(Data records)
┄┄┄┄┄┄┄┄┄┄┄┄┄┄┄┄┄┄┄┄

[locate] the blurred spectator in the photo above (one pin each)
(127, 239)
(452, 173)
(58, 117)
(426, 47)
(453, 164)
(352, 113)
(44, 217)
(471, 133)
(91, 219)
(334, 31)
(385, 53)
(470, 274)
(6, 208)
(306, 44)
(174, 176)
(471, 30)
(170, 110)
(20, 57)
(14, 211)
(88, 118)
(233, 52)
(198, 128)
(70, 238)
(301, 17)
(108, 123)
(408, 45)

┄┄┄┄┄┄┄┄┄┄┄┄┄┄┄┄┄┄┄┄

Repeat every entry word for word.

Right answer:
[locate] the blurred spectator in the photo above (one pin each)
(127, 239)
(452, 173)
(58, 117)
(426, 47)
(453, 164)
(352, 113)
(44, 217)
(471, 133)
(91, 219)
(334, 31)
(385, 53)
(470, 274)
(6, 208)
(306, 44)
(174, 176)
(471, 30)
(170, 110)
(20, 57)
(14, 211)
(88, 118)
(233, 52)
(198, 128)
(70, 238)
(301, 17)
(108, 123)
(408, 45)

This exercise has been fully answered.